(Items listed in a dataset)

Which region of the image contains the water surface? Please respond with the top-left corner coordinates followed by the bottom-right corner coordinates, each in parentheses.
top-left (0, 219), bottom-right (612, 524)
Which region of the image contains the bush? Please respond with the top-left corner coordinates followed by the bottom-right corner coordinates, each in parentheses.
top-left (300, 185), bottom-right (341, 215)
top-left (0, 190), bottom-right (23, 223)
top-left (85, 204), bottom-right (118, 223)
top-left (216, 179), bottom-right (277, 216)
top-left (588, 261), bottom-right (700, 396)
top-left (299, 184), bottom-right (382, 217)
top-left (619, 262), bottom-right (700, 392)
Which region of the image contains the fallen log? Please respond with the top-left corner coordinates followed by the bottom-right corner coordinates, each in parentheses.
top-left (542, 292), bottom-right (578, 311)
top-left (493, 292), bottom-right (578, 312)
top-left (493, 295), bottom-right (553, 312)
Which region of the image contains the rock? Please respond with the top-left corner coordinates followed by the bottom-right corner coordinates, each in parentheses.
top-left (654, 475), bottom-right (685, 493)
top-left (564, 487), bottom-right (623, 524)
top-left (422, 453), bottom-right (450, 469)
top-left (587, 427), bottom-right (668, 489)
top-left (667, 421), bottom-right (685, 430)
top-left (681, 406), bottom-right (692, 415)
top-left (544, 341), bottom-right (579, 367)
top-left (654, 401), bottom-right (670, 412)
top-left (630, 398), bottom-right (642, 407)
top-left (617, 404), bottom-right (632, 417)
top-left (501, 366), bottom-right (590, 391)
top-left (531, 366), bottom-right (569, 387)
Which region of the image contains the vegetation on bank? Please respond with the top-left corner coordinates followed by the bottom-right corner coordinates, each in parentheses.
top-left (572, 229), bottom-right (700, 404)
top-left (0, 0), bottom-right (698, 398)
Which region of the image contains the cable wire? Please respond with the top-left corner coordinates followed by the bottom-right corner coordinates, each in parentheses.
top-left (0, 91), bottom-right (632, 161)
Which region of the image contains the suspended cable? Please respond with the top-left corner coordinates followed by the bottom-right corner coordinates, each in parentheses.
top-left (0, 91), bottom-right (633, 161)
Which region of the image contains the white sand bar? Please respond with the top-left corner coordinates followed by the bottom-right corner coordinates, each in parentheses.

▶ Assignment
Starting at the line with "Which region of the image contains the vegetation", copy every line down to the last one above, exactly as written and with nothing else.

▶ The completed task
Which region of the image contains the vegetation on bank? Please respond with the top-left corner coordinates followed by the bottom-right corner coordinates, each in parentheses.
top-left (572, 229), bottom-right (700, 404)
top-left (0, 0), bottom-right (698, 398)
Which region of the image contains the cable wire? Please respond with the top-left corner coordinates followed by the bottom-right corner coordinates, each in parentheses.
top-left (0, 91), bottom-right (632, 161)
Which region of the image contains the suspended cable? Please respond with the top-left corner coordinates followed by the bottom-right corner coordinates, each in parentheses.
top-left (0, 91), bottom-right (633, 161)
Which region of the image contains the white sand bar? Please respond with the top-left corner coordinates followed by the bottom-right corner coordinates, each in parentheses.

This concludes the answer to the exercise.